Excerpt to read =>
Parallel Forge worktree isolation: was broken for orchestrator-delegated spawns (worktrees got created against the wrong repo). Fixed April 12 with a marker-file hook: orchestrator writes the target repo path to /tmp/claude-worktree-target, a WorktreeCreate hook reads it and routes the worktree correctly, SubagentStop cleans up. Parallel Forges against the same repo now each get their own worktree and branch. Caveat that cost me an afternoon: frontmatter isolation: worktree is silently ignored at runtime, so it has to be passed explicitly on the Agent tool call.
X Signal Digest: daily 3am cron that pulls my own likes and bookmarks via XQuik, filters for AI/dev signals, and writes a digest to the vault. Live. The point is forced re-encounter with things I flagged but didn’t act on. Surprisingly good at surfacing “oh right, I meant to try that.”

Saved entries
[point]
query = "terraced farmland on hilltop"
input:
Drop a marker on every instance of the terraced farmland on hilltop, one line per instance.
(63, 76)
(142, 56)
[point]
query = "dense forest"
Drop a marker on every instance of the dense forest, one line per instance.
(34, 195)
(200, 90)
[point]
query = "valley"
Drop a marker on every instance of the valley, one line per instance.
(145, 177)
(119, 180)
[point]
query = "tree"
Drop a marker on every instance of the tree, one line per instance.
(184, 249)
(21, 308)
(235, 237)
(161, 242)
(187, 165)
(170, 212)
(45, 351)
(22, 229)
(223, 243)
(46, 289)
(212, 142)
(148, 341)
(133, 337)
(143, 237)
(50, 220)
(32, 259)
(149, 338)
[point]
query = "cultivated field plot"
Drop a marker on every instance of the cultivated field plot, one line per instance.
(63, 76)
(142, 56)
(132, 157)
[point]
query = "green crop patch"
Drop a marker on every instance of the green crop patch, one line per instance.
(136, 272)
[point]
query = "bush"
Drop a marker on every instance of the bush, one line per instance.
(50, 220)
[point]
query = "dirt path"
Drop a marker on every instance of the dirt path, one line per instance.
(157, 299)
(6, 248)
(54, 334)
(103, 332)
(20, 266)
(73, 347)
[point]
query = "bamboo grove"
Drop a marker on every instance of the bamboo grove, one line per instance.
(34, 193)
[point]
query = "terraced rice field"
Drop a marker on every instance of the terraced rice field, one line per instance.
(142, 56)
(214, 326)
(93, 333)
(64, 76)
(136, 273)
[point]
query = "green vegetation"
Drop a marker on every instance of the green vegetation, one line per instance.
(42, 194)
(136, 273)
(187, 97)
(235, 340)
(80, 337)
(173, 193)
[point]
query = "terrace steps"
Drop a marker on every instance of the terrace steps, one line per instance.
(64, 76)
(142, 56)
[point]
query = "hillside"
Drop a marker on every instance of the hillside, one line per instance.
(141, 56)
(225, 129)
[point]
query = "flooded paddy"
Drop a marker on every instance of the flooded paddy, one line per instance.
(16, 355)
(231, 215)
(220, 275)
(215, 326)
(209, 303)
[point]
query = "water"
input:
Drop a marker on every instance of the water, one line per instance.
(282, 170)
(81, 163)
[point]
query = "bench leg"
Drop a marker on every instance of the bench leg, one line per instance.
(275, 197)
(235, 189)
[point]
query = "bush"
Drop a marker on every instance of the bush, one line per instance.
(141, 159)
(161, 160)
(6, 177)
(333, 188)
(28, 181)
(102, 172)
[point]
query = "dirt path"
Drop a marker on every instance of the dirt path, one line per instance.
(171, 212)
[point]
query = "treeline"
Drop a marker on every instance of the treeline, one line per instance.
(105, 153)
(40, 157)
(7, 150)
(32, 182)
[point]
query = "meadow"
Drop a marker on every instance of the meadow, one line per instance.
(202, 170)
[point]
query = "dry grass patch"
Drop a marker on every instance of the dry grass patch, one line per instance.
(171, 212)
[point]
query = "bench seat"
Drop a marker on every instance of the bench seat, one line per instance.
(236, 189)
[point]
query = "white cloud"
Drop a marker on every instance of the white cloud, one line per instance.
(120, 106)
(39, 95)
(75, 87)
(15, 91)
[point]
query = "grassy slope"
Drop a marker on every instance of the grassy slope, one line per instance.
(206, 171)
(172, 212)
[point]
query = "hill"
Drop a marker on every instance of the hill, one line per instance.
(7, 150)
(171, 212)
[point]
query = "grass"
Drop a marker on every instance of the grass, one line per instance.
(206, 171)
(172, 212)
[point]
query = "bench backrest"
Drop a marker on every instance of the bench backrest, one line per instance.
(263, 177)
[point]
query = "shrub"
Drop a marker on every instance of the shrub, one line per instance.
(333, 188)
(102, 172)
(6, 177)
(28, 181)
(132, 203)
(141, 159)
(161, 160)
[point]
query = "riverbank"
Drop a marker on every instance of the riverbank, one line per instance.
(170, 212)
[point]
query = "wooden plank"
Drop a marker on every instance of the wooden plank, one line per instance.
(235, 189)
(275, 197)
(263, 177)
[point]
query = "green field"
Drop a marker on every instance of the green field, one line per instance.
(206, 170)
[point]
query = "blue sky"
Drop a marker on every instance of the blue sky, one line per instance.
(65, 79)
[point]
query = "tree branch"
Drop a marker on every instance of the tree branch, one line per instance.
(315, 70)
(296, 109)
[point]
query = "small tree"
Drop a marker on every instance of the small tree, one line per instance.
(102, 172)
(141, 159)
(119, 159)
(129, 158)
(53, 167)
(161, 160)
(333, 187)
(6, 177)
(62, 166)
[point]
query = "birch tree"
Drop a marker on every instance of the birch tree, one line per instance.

Exercise tasks =>
[a] According to the workflow notes, at what time does the X Signal Digest cron run each day?
[b] Continue the workflow notes from where they stop.
None of this material is connected to the workflow notes.

Task-by-task outputs =>
[a] At 3am.

[b]
The gap between “researched” and “deployed” is where the interesting work happens. Some of it has happened.

What Actually Emerged

After two weeks, a few patterns crystallized that I didn’t plan for.

The vault IS the memory system. I started assuming I’d need a separate memory layer: vector database, retrieval-augmented generation, something. What I actually built is an Obsidian vault readable by both humans (graph view, backlinks, search) and agents (semantic search, knowledge graph tools). One source of truth, not two. The vault is the memory. Everything else is an index into it. QMD, the local BM25 search layer, indexes 317 markdown documents as of today. The same numbers humans see in Obsidian’s file explorer are the ones agents query.

Forgetting is a feature. The instinct is to save everything: every conversation, every debugging session, every decision rationale. Indiscriminate storage propagates errors. If an agent reads outdated context, it makes outdated decisions. The research on self-learning agents is clear: systems that selectively retain high-quality memories outperform comprehensive-but-undifferentiated storage. So the vault has a simple rule: daily notes are append-only, but the working state is actively pruned. Recently completed items get removed after 3 days. The vault remembers what matters and forgets what doesn’t.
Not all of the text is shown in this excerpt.